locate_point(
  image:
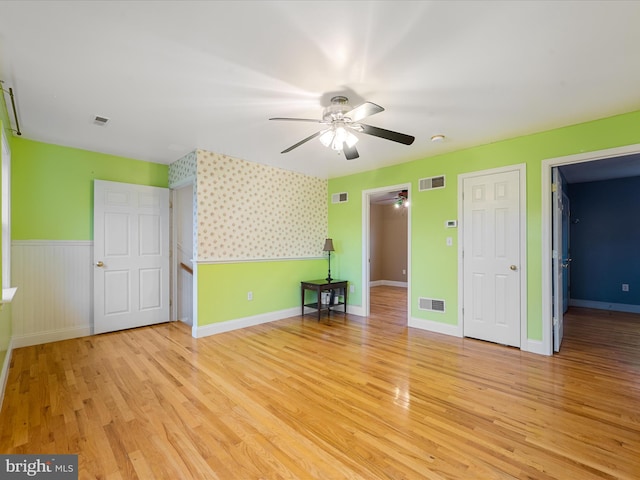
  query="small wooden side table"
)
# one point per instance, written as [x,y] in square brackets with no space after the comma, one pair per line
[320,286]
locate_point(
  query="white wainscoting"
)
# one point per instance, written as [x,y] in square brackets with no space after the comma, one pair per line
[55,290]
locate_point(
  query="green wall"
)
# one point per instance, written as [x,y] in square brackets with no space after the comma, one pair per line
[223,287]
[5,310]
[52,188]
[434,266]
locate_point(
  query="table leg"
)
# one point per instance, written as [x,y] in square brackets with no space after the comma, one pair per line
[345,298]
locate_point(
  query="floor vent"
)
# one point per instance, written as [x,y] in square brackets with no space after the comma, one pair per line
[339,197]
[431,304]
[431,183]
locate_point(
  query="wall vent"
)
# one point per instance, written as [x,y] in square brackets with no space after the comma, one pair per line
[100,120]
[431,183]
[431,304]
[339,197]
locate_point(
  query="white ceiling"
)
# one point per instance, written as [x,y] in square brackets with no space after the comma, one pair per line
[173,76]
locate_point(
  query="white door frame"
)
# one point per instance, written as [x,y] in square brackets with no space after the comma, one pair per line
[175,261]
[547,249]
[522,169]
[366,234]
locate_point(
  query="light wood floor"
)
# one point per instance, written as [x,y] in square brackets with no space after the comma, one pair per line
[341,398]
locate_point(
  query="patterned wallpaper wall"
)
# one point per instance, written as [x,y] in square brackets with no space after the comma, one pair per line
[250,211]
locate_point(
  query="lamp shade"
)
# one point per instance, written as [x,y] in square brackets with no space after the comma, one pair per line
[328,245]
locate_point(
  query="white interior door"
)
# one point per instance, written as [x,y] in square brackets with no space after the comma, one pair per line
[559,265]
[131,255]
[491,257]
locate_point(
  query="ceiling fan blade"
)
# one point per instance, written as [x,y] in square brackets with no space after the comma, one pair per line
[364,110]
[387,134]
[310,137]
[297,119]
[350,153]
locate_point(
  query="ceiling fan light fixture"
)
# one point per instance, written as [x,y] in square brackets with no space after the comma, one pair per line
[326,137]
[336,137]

**EXERCISE DESCRIPTION**: Extract every line of the entries above that contains the word "table", matching case exactly.

**TASK OUTPUT**:
  query="small wooden side table"
  query="table leg"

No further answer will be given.